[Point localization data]
•••••

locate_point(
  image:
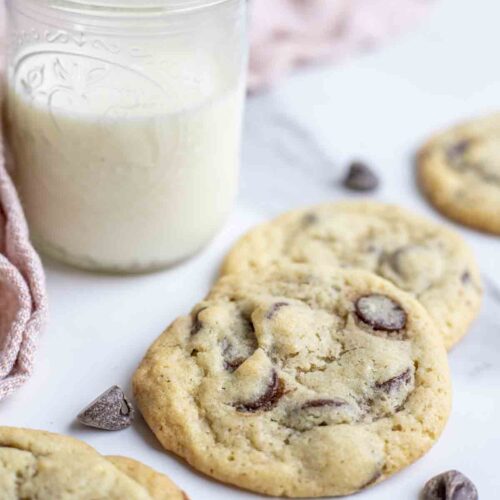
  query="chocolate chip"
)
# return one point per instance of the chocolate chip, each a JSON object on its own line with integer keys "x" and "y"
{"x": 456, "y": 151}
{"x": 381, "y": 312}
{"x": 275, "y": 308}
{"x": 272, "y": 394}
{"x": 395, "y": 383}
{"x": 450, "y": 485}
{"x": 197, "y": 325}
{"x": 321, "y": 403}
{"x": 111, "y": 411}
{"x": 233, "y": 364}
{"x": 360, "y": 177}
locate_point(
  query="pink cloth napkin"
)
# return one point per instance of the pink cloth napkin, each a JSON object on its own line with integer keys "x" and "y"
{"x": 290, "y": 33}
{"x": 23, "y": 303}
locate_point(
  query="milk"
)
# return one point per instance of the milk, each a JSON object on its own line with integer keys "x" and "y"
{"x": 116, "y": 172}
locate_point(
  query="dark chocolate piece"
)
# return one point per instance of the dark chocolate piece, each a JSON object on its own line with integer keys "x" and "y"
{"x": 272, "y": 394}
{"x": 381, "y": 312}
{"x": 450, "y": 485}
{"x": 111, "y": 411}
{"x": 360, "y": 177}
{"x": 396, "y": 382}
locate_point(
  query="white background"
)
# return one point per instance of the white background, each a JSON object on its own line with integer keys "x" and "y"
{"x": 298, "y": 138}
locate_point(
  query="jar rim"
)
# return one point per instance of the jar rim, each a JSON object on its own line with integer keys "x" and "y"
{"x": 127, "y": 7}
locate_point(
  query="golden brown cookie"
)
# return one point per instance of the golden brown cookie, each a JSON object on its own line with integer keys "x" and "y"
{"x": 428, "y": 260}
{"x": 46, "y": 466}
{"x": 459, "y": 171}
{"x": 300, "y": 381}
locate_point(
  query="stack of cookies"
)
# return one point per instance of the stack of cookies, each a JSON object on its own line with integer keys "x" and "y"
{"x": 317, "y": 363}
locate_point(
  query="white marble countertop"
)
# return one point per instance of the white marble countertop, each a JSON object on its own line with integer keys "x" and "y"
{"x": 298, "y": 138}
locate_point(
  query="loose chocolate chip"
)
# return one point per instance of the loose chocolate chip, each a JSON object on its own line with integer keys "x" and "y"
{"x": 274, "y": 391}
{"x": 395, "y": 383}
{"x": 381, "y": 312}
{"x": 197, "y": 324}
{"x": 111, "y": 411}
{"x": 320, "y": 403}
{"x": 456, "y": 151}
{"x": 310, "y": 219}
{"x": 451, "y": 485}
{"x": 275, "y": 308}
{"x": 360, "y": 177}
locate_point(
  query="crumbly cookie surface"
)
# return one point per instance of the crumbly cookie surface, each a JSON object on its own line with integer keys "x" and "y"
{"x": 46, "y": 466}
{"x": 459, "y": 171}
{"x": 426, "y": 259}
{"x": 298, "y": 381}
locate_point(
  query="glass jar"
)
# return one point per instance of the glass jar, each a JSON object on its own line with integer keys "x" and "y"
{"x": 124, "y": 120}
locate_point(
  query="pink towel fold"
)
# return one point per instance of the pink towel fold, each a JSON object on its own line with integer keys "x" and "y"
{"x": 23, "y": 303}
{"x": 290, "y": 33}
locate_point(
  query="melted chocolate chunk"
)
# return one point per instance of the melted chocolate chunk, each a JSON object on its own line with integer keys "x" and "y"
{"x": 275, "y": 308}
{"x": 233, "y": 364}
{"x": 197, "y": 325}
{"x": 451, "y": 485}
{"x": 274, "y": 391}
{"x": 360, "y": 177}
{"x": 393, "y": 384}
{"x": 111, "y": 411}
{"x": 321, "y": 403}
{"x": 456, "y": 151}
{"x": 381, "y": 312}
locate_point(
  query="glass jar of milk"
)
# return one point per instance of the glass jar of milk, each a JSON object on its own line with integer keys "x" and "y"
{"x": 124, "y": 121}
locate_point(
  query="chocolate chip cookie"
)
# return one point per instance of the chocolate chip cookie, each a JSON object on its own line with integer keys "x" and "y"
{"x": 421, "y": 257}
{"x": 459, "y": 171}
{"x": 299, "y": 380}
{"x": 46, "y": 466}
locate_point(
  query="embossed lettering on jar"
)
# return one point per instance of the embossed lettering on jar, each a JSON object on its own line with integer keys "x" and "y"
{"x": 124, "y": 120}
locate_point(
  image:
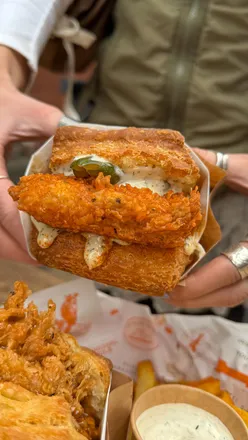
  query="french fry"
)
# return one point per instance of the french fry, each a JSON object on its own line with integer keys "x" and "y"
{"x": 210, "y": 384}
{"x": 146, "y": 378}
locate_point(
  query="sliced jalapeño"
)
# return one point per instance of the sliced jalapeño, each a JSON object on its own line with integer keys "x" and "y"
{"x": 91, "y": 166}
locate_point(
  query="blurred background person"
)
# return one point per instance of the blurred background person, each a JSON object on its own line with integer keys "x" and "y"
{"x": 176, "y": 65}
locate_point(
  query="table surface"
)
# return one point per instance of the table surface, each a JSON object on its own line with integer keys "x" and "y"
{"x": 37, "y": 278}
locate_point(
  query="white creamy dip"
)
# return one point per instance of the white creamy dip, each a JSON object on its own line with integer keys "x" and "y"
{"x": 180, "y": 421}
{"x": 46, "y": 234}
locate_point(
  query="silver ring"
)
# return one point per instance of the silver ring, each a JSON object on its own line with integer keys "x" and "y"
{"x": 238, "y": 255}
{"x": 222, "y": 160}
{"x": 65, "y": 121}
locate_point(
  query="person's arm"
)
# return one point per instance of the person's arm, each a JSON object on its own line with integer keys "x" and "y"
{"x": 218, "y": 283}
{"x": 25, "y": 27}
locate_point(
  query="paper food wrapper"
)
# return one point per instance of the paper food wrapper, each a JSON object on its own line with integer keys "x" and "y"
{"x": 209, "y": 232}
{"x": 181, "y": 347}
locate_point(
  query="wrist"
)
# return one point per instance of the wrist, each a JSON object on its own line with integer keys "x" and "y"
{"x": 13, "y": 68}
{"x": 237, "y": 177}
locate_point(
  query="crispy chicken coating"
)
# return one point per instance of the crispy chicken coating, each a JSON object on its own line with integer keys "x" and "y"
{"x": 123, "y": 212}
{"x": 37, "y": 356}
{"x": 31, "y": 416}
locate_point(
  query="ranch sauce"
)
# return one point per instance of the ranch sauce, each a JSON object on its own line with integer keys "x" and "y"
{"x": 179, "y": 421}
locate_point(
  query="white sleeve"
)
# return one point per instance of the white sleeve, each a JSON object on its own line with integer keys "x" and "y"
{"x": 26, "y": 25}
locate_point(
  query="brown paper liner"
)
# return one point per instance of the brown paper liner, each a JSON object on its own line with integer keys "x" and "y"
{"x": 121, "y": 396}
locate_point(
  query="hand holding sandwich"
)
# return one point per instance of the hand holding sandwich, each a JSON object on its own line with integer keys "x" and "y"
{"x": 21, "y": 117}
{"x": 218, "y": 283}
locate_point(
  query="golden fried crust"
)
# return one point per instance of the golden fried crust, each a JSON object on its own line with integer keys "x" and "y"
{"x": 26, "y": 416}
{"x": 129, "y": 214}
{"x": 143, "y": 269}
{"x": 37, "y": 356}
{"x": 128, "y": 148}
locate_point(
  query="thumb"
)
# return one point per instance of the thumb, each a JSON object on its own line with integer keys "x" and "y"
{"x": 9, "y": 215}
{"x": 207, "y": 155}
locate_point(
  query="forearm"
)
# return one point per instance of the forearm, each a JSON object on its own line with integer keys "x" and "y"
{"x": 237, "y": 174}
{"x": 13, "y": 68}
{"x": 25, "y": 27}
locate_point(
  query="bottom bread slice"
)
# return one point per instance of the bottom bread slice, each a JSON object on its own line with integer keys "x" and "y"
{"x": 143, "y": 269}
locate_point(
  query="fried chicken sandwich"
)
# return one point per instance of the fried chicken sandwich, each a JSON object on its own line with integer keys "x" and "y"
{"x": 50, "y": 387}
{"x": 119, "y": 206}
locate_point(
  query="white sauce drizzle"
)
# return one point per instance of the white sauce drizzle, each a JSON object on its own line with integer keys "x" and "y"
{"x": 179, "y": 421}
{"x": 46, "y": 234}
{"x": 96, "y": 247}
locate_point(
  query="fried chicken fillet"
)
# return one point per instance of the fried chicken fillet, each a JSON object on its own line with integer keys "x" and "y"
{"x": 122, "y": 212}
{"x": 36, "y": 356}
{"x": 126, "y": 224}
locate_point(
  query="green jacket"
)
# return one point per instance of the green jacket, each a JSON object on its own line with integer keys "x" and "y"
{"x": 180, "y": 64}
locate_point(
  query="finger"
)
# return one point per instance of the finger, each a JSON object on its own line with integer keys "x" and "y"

•••••

Going through the entries above, count the lines with the word "finger". Give only the result.

2